■ **What you have to do**:
Rewrite the material below from the line with "Question. Put a marker on each instance of the bird's wing" through its end, keeping every line. Shift each answer coordinate by -90 and leave all other numbers unchanged.

■ **Provided data**:

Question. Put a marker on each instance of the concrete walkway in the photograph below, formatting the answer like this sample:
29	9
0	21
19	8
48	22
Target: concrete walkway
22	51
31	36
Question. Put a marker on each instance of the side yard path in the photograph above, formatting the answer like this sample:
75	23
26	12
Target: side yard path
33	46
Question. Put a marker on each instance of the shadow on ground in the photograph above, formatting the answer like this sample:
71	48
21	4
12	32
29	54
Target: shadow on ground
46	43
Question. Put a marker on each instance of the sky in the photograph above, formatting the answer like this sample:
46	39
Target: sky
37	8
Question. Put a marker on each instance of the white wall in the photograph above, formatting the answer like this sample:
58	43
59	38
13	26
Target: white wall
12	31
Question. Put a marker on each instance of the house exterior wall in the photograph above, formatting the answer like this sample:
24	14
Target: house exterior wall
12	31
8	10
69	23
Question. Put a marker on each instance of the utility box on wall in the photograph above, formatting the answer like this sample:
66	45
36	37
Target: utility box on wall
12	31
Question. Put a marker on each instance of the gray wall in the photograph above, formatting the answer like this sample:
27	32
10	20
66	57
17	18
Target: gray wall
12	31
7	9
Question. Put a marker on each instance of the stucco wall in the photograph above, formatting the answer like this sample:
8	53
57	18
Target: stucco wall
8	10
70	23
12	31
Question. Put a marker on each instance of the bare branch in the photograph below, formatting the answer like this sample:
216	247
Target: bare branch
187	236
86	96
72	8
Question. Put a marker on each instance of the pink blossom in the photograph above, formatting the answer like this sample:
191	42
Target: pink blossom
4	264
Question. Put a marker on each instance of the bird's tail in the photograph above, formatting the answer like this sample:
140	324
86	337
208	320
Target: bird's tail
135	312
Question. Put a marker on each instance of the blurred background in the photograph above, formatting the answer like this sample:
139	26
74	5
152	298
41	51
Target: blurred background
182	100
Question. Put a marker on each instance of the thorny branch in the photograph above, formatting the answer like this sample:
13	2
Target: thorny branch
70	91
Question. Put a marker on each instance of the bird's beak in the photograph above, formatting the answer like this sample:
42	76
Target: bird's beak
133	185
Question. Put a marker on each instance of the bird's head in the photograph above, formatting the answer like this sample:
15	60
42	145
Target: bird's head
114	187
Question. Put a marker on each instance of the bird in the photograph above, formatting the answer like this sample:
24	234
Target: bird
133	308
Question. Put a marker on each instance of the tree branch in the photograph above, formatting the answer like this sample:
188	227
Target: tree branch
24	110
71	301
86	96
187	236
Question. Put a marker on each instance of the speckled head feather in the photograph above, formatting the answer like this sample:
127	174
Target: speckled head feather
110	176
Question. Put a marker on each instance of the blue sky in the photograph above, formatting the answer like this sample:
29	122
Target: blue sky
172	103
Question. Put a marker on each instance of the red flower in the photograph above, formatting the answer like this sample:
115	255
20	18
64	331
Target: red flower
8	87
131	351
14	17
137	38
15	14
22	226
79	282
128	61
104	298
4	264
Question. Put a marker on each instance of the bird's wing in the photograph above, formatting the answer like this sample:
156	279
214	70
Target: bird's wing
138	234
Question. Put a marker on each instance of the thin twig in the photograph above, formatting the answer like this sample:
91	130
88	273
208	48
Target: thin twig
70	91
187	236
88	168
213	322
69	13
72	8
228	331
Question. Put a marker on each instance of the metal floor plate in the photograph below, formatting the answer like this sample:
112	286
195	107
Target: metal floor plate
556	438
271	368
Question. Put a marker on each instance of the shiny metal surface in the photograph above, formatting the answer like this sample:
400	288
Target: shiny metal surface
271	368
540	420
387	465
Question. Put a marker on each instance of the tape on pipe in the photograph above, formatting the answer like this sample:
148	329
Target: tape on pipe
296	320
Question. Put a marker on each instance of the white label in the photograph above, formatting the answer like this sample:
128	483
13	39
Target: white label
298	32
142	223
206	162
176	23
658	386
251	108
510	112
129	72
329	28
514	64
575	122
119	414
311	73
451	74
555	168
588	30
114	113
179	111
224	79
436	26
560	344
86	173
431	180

■ **Full response**:
Question. Put a marker on each instance of the bird's wing in the photograph above, formatting the answer like this sample:
156	279
214	70
Target: bird's wing
48	144
Question. Put a marker on each instance of the thin twig in the photograph above, formatting the answer like this sample:
91	130
88	273
208	48
Target: thin twig
-20	1
97	146
-2	78
123	232
-21	-77
-18	-82
138	241
Question. Put a marker on each instance of the metal floor plate in the photograph below, formatting the answer like this sample:
112	286
195	107
Target: metal floor plate
466	348
181	278
Question. Put a marker on each instance of the shiny metal surface in the photograph above, formatting the answer like this sample:
400	288
Target: shiny metal surface
181	278
450	330
297	375
Question. Put a marker on each instance of the tape on pipe in the photograph above, formatting the answer like this sample:
148	329
Target: tape on pipe
206	230
Question. Put a marker on each instance of the white label in the photograph above, formatting the answer like this sample:
128	483
13	39
Target: white label
208	-58
52	133
116	72
86	-67
568	296
161	18
420	22
39	-18
239	-62
424	-26
485	32
29	324
221	-17
361	-16
465	78
498	-60
24	23
89	21
134	-11
346	-64
470	254
-4	83
341	90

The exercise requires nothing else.